*WHAT TO PRODUCE*
In the records below, find the line that contains "Query: cloud", then transcribe it and every later line exactly, stopping at the final line.

(Records excerpted from a collection)
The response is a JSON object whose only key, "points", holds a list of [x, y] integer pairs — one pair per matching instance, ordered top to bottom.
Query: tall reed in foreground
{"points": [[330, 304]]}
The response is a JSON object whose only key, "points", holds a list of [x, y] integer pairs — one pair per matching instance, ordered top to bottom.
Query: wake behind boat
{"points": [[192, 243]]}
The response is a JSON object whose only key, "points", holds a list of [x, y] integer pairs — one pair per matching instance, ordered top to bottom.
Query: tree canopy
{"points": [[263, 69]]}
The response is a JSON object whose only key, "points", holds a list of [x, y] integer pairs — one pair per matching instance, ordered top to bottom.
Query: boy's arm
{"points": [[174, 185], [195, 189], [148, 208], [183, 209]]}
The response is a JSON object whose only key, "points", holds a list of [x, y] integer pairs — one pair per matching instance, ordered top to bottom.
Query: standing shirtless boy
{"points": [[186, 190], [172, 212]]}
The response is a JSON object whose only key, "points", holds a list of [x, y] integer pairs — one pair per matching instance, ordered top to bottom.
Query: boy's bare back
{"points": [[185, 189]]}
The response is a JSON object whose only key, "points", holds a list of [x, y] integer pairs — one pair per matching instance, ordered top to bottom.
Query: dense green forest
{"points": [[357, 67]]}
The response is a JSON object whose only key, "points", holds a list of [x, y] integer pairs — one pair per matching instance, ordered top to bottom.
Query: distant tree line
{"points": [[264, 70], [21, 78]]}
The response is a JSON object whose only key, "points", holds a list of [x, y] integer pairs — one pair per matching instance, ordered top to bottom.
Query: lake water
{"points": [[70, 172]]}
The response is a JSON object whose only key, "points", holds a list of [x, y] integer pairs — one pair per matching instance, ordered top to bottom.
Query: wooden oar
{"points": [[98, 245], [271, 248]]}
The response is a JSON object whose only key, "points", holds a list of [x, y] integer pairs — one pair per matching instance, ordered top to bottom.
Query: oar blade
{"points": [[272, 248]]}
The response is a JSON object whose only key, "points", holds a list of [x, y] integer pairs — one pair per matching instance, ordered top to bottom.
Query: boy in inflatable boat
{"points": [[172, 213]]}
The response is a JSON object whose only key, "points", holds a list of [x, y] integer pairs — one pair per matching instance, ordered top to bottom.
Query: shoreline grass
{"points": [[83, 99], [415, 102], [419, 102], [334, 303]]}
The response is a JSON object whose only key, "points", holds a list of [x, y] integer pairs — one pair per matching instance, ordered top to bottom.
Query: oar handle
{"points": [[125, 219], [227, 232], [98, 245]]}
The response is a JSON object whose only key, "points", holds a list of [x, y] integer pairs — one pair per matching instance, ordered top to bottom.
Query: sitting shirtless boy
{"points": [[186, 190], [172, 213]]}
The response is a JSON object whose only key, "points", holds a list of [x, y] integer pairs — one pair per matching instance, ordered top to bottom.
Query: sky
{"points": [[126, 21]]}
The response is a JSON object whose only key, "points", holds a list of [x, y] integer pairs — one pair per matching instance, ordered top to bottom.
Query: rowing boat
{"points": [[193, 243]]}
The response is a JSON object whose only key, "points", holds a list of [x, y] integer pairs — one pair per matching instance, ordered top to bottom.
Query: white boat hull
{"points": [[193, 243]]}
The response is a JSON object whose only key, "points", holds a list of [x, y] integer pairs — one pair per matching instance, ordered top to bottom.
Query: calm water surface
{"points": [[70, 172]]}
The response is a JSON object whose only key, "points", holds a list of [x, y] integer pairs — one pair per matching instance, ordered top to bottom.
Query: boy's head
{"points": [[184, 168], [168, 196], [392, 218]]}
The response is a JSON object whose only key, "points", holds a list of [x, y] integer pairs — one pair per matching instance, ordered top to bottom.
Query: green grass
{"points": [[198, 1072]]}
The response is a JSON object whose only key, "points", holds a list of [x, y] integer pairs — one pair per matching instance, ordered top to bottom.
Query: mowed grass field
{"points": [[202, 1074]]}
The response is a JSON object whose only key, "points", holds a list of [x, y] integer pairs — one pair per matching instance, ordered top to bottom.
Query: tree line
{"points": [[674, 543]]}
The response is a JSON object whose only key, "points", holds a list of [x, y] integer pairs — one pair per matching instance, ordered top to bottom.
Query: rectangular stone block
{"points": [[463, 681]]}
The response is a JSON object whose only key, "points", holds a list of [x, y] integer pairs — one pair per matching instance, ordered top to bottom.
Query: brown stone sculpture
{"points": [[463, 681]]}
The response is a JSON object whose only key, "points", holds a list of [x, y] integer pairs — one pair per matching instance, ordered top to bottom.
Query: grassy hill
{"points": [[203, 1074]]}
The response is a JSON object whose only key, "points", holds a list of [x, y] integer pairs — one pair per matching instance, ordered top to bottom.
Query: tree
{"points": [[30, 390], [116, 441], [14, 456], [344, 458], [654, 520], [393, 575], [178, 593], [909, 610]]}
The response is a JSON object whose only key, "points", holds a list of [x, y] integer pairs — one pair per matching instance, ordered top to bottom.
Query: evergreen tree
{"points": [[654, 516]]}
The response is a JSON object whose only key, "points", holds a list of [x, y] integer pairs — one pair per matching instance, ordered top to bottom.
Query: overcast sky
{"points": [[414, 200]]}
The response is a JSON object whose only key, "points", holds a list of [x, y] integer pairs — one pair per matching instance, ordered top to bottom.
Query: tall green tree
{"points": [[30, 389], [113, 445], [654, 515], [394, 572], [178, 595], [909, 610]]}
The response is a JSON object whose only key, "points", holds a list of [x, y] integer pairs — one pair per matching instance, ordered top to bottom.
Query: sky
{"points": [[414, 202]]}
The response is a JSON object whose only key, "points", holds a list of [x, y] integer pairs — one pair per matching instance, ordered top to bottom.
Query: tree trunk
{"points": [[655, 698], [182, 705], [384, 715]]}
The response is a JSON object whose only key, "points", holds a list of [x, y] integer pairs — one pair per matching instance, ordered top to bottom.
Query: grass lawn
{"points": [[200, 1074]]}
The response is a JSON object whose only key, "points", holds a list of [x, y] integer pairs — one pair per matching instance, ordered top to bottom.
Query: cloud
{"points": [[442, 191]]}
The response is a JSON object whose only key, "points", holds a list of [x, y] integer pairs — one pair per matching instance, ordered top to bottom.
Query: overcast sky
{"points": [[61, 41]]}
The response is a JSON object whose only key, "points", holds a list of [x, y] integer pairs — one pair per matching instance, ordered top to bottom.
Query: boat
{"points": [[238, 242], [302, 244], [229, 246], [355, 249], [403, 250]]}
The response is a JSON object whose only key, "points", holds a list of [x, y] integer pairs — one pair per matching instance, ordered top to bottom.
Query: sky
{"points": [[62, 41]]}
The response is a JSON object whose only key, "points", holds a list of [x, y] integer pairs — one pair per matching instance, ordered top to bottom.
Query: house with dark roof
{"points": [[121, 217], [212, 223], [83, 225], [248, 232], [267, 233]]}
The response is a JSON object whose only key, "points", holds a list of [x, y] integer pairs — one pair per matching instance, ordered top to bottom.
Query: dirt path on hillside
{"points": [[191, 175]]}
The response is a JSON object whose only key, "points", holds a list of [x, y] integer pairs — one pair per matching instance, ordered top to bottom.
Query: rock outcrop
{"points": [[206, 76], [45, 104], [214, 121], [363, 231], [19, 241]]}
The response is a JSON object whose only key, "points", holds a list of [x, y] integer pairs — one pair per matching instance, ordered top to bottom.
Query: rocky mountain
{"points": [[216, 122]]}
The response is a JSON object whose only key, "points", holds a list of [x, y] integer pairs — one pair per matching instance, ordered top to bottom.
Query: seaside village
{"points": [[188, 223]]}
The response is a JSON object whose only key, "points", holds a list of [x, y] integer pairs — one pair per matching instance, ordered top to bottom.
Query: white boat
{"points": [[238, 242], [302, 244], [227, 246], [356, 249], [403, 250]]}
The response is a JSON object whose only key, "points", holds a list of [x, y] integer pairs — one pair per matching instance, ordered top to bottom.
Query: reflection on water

*RESPONSE FOR THIS EXERCISE*
Query: cloud
{"points": [[442, 191]]}
The response is a JSON object whose only key, "points", holds a list of [x, y] integer pairs — one pair per matching instance, ordered top to bottom.
Query: overcast sky
{"points": [[61, 41]]}
The response is a JSON object whose only key, "points", holds a list of [x, y] integer pairs — one pair per matching instance, ordered top to bottom.
Query: boat
{"points": [[238, 242], [302, 244], [229, 246], [355, 249], [403, 250]]}
The response is a JSON object whose only key, "points", holds a list of [x, y] integer pairs — one pair per matching instance, ordered top to bottom.
Query: sky
{"points": [[62, 41]]}
The response is a JSON object whose only key, "points", holds a list of [x, y] integer pairs — one pair per matching instance, ordered top to bottom.
Query: house with dark roof
{"points": [[121, 217], [212, 223], [83, 225], [248, 232], [267, 233]]}
The response is a JSON object whose only key, "points", holds a list of [x, y] integer pairs — one pair per matching instance, ordered top to bottom.
Query: dirt path on hillside
{"points": [[191, 175]]}
The response is a JSON object whose only key, "points", holds a list of [x, y] integer pairs — one pair per matching instance, ordered top to bottom.
Query: rock outcrop
{"points": [[206, 76], [45, 104], [214, 121], [363, 231], [19, 241]]}
The response is a JSON object whose only key, "points", holds a list of [x, y] integer pairs — one pair per matching instance, ordered top to bottom.
Query: rocky mountain
{"points": [[216, 122]]}
The response is a JSON object whose only key, "points", holds a list of [x, y] integer pairs — one pair per matching instance, ordered top to bottom.
Query: seaside village
{"points": [[188, 223]]}
The response is a JSON object whose only key, "points", holds a list of [x, y] integer pairs — one pair per matching instance, ordered top to bottom.
Query: white boat
{"points": [[238, 242], [302, 244], [227, 246], [356, 249], [403, 250]]}
The response is a JSON object whose only key, "points", holds a list of [x, y] integer pairs — one pair per matching instance, ordered top to bottom.
Query: reflection on water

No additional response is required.